# Extracto del documento
****

Los humanos somos una especie invasiva, pero como cualquier otra. Siempre que haya condiciones óptimas, cualquier ser vivo colonizará el terreno hasta agotar recursos. La única diferencia con el resto de habitantes de nuestro planeta, es la forma que empleamos para ello. Nosotros hemos sido capaces de evolucionar para modificar nuestro entorno, y seguir produciendo recursos más allá de lo que la natura proporciona. Pero lo estamos haciendo hasta el límite de destrozar todo cuanto nos rodea.
Todo ésto es debido al sistema económico que nos envuelve; el capitalismo. Sistema que siempre despierta detractores y defensores. Teniendo cada uno su punto de verdad y su gran fallo.
Hasta principios del siglo XX, el sistema preexistente evolucionó desde un simple intercambio de objetos considerados de igual valor, a la invención de la moneda y culminando con papeles con un valor anotado. Los objetos que se producían eran artesanales, caros, escasos. Estas condiciones hacían proclive que la vida fuera dura. La economía era escasa, la educación inexistente, la salubridad no estaba presente.
Sí, sobrevivimos, fuimos adaptándonos a nuestro entorno, lo modificamos someramente. Pero a pesar de esta corta esperanza de vida y nulo bienestar de la misma, lo que acababa con nosotros eran los microorganismos. El aire era puro, la tierra daba alimentos nutritivos. Todos vivíamos, más o menos, en iguales condiciones. La vida era natural y no había basura. Y la epidemia de infelicidad no existía.

****

# Extracto de datos

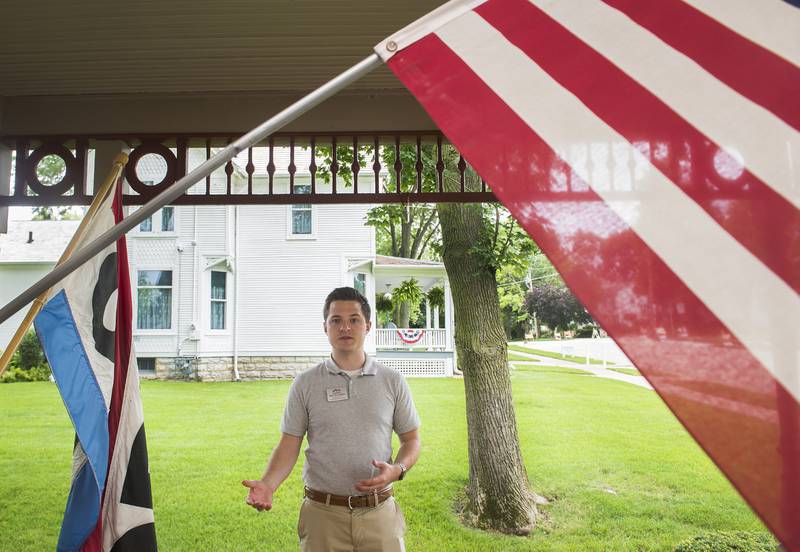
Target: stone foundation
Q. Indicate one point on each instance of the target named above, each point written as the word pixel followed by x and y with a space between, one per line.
pixel 221 368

****

# Orden de trabajo A
Según el texto sobre el capitalismo, ¿qué rasgos tenían los objetos que se producían hasta principios del siglo XX?
# Orden de trabajo B
¿Puedes prolongar el texto sobre el capitalismo a partir de su última oración?

# Casilla de respuesta A
Eran artesanales, caros y escasos.

# Casilla de respuesta B
A finales del siglo XIX, con el inicio de la revolución industrial, comenzó a gestarse el capitalismo actual. Iniciándose la producción en masa, y para ello había que educar y mejorar las condiciones de vida del pueblo. La ciencia empezó el gran despegue de la investigación. Poco a poco los menores de cinco años dejaron de morir de enfermedades tratables. A las casas llegaron los electrodomésticos, la producción de alimentos creció de forma exponencial. En definitiva, nuestra calidad de vida mejoró hasta lo que disfrutamos ahora. Estamos cómodos, informados ( o desinformados), alimentados (o no). Pero estamos pagando y haremos pagar a las generaciones venideras un precio muy alto. La contaminación nos asfixia, el agua ya no es pura. El suelo ya no da comida nutritiva. El clima, la naturaleza está descontrolada.
¿Y qué podemos hacer? ¿Podemos revertir esta locura o hemos llegado al punto de no retorno?
Para manejar algo mejor esta caótica situación, se han propuesto desde distintos puntos, medidas, concepciones y doctrinas varias.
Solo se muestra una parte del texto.